Com a idade a avançar, também surgem boas mudanças: encontro em mim a constância e as referências que me permitem confrontar-me com o ensaio, género que nunca me cativou enquanto literatura prazerosa.
A Utilidade do Inútil é um manifesto do filósofo italiano Nuccio Ordine que nos interpela nestes tempos de decadência e escuridão. É precisamente quando a crise se agudiza que o sentido prático domina e só se salva o que é útil, ou seja, o que produz lucro.
Ordine chama a atenção para o perigo de construirmos um mundo que anseia correr, mesmo que não saiba para onde. Para contrariar esta questão, este sentido único e cego na direcção do fogo do dinheiro, o filósofo evidencia a importância de todos os filósofos, cientistas e escritores que, com os seus pensamentos e descobertas inúteis, foram dando algum sentido ao caos.

####

TAREFA A REALIZAR
Indique se cada afirmação concorda com o texto sobre A Utilidade do Inútil, respondendo sim ou não e citando as palavras decisivas: (a) O autor do manifesto é um filósofo italiano. (b) O ensaio sempre cativou quem escreve como literatura prazerosa. (c) Quando a crise se agudiza, só se salva o que produz lucro. As linhas provêm de uma fonte distinta da do texto.

####

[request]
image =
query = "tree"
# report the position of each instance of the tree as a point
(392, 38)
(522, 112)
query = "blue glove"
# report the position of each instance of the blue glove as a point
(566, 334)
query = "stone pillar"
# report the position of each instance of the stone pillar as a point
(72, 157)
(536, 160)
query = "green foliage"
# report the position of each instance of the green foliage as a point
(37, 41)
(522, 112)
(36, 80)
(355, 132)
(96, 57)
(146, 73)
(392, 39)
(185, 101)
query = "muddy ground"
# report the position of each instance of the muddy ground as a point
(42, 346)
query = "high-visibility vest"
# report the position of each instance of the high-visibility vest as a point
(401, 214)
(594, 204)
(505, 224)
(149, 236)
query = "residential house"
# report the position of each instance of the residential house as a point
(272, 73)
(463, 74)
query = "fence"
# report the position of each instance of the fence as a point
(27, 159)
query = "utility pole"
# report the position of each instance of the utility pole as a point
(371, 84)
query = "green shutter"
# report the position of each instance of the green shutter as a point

####

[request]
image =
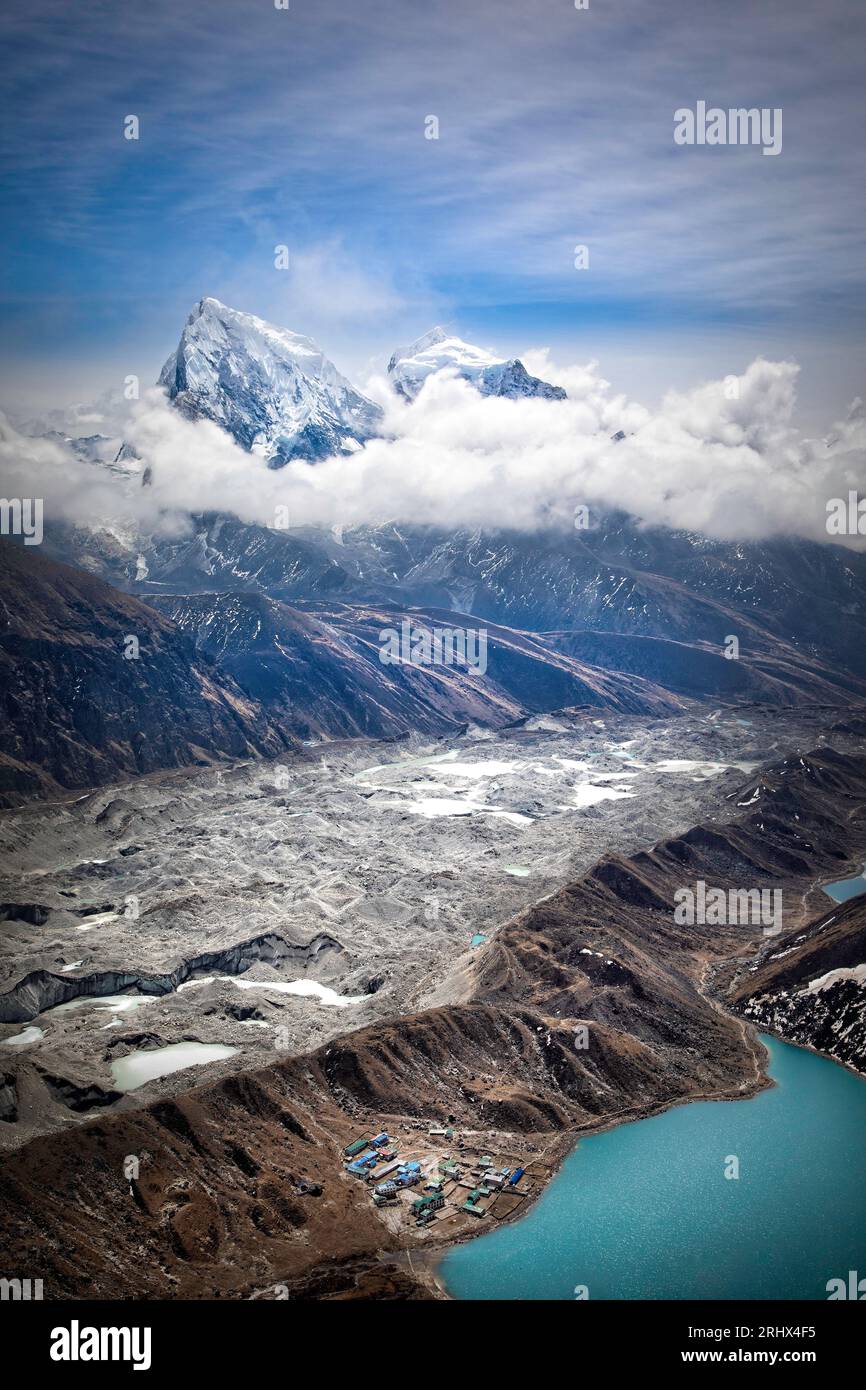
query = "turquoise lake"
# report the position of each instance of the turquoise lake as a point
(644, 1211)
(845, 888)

####

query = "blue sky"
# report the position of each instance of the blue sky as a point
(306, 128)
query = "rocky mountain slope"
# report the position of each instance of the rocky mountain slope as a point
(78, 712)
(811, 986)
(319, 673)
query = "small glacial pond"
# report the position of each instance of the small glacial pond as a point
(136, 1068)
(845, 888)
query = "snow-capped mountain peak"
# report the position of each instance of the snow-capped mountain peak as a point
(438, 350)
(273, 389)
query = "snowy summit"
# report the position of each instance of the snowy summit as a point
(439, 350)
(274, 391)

####

RESULTADO
(a) Sim: "um manifesto do filósofo italiano Nuccio Ordine".
(b) Não: "género que nunca me cativou enquanto literatura prazerosa".
(c) Sim: "só se salva o que é útil, ou seja, o que produz lucro".